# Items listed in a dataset
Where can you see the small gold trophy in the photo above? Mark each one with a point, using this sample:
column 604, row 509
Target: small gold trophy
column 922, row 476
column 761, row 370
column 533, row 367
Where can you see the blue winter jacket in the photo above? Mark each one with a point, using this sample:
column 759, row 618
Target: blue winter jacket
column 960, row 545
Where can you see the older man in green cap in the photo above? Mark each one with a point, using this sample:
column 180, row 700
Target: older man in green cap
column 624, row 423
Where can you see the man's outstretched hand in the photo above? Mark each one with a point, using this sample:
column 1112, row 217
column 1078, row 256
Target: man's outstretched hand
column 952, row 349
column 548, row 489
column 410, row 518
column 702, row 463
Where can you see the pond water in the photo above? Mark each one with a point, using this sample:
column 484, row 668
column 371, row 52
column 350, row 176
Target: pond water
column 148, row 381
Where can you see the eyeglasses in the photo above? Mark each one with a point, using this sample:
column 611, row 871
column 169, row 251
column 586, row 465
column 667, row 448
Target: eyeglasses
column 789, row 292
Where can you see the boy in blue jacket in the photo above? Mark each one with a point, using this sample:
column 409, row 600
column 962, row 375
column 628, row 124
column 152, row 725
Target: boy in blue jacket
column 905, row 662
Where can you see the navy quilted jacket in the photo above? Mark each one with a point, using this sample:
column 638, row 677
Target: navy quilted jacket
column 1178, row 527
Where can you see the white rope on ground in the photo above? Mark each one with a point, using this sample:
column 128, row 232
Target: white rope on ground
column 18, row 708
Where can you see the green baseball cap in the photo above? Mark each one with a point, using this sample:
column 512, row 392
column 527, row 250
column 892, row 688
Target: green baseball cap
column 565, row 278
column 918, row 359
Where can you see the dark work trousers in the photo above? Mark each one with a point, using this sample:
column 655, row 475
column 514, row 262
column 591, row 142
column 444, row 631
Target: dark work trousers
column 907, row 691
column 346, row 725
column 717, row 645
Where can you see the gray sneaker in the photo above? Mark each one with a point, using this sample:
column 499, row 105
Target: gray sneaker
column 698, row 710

# What to work on
Word for word, quote the lines from the line containing "Where can you see the green" through the end of the material, both included, and nothing else.

# Written solution
Where can you see the green baseball cap in the photo above? Mark each one with a point, using this sample:
column 512, row 392
column 527, row 250
column 892, row 688
Target: green baseball cap
column 565, row 278
column 918, row 359
Where can you see the dark work trousers in the photo above? Mark each one with a point, using this sample:
column 655, row 475
column 514, row 262
column 591, row 142
column 444, row 631
Target: dark work trousers
column 907, row 691
column 346, row 725
column 717, row 645
Where can you see the gray sneaker in the photo above? Mark each one with a point, using this sample:
column 499, row 105
Target: gray sneaker
column 698, row 710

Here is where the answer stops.